─── Passage provided

Discussion

Why important?

Animals are confronted with objects of various sizes throughout their lives, including foods, conspecifics, and predators. Therefore, the ability to visually discriminate between items based on size differences is suggested to be substantially important in different behavioural contexts, such as food evaluation, social conflict, object manipulation and sexual selection. An animal’s ability to select the larger one of two fruit items can have significant impact on its fitness, and when competing with conspecifics, it may favour individuals who are better at selecting the larger fruit items.  

Limitations

Motivation

Often, individuals’ choices may be affected when the subject’s attention draws away from the target options by the presence of a ‘decoy’ or element of distraction, or when their motivation is affected. The monkeys in the present study also showed moments of distraction and loss of motivation by other monkeys and external factors, which could have affected their choices. Decreasing the size difference between the wooden blocks after every step, and therefore making it harder for the animals to retrieve the food reward, could have negatively affected the animals’ motivation.

──────
─── Data section

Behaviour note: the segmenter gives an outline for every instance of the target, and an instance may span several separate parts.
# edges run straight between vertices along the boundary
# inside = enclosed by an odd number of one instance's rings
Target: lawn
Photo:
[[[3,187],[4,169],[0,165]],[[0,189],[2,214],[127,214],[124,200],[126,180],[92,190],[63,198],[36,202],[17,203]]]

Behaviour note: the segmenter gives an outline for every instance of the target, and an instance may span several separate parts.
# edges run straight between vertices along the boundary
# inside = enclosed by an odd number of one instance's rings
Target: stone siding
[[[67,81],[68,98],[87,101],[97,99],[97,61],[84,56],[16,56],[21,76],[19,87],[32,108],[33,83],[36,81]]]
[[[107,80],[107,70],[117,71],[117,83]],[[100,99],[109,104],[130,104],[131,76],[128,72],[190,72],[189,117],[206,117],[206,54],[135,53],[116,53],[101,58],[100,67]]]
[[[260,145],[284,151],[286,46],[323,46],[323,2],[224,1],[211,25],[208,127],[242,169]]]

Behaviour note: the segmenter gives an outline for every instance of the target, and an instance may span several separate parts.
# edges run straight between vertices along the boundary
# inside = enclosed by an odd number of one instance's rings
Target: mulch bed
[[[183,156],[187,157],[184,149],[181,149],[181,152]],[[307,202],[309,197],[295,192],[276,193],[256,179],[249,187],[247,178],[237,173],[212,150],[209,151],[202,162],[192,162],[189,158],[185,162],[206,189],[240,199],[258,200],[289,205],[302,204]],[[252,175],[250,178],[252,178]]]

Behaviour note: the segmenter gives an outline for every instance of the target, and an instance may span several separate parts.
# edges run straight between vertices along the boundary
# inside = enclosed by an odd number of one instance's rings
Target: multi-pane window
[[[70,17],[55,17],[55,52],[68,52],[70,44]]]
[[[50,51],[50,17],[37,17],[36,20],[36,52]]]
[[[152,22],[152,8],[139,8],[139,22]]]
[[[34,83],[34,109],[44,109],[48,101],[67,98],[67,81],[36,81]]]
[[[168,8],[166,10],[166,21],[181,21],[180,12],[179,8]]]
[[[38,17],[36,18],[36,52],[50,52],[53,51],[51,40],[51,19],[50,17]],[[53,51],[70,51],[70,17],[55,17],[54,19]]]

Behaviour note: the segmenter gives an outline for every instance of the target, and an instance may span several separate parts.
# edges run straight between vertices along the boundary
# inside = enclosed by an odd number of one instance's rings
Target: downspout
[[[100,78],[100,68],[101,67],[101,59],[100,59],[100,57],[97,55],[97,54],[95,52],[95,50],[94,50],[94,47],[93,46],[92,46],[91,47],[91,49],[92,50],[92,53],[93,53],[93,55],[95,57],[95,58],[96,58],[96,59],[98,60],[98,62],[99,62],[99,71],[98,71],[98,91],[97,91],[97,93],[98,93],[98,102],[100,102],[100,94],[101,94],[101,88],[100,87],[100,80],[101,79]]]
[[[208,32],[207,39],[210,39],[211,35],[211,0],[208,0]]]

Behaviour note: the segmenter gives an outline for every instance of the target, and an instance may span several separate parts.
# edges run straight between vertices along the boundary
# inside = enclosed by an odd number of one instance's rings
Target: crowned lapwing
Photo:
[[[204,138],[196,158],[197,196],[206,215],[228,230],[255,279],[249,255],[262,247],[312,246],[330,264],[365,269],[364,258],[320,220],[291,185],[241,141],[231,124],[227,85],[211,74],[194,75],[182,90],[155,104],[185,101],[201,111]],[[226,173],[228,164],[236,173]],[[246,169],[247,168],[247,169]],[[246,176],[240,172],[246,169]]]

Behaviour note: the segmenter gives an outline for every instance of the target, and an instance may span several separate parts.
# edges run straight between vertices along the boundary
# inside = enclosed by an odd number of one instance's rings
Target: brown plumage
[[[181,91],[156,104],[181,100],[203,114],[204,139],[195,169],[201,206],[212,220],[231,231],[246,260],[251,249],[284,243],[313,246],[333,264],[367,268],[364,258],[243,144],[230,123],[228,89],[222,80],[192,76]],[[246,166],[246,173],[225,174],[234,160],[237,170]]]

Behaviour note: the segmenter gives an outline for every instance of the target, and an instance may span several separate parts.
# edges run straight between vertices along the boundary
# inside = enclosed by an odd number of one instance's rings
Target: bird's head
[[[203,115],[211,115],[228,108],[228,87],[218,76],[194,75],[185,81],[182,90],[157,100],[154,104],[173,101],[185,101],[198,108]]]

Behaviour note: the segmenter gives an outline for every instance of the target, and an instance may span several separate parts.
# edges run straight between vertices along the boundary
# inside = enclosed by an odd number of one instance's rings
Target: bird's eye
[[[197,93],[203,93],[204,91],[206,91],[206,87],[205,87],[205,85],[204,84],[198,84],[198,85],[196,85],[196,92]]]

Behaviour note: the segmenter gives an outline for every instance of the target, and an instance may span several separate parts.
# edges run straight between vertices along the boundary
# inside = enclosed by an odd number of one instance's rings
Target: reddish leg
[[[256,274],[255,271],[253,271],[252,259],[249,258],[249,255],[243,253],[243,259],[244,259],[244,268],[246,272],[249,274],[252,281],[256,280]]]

──────
─── Data section

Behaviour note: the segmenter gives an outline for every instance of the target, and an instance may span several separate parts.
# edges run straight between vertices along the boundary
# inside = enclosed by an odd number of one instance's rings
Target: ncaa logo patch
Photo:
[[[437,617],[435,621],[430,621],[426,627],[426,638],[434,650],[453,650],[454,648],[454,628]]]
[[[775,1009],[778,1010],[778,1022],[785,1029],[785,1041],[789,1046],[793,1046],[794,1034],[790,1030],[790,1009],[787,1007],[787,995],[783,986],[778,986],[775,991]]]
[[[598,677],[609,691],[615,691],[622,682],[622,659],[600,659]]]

──────

- Activity A -
Rewrite the part of the size-discrimination discussion that opens with the words "Limitations" and closes with "the animals’ motivation.", and put "wooden cubes" in place of "wooden blocks".
- Activity B -
Extend the size-discrimination discussion beyond its last sentence.

- Answer box A -
Limitations

Motivation

Often, individuals’ choices may be affected when the subject’s attention draws away from the target options by the presence of a ‘decoy’ or element of distraction, or when their motivation is affected. The monkeys in the present study also showed moments of distraction and loss of motivation by other monkeys and external factors, which could have affected their choices. Decreasing the size difference between the wooden cubes after every step, and therefore making it harder for the animals to retrieve the food reward, could have negatively affected the animals’ motivation.

- Answer box B -
visual aquity

The visual acuity of primates can also be a limiting factor for making size discriminations with objects of very similar size, as it depends on the light condition under which it is measured. The spider monkeys in the present study were tested indoors, with no electric light available and occasionally cloudy weather. Therefore, these sub-optimal light conditions may have limited their visual acuity and made it more challenging for the spider monkeys to differentiate objects of similar size. 

Future research

Future research could expand upon these findings by examining the factors influencing individual differences in visual discrimination performance and learning patterns, such as previous experience, age, genetic background, or cognitive abilities. Experiments on the relation of fruit size to individual hand size could be performed. Further interspecies and intraspecies comparisons could offer a better understanding of the evolutionary background of these abilities. It would also be interesting to further explore presenting more natural shapes of wooden objects, which could increase performance as the monkeys are more familiar with natural than artificial shapes. Additionally, half of the monkeys could be trained to respond to the smaller wooden blocks and therefore receive the food reward when they choose these blocks, to compare the monkeys’ performances with the small and large blocks. Lastly, stimulus pairs with a big difference between the blocks and pairs with a small difference could be presented alternately to encourage the animals’ motivation.

What about other species?

Field studies suggest that other nonhuman primates, such as orang-utans, lemurs and langurs also prefer to consume larger fruits compared to smaller fruits of the same plant species and that chimpanzees, bonobos, olive baboons and macaques also have a well-developed ability to visually discriminate between three-dimensional objects that only differ in size.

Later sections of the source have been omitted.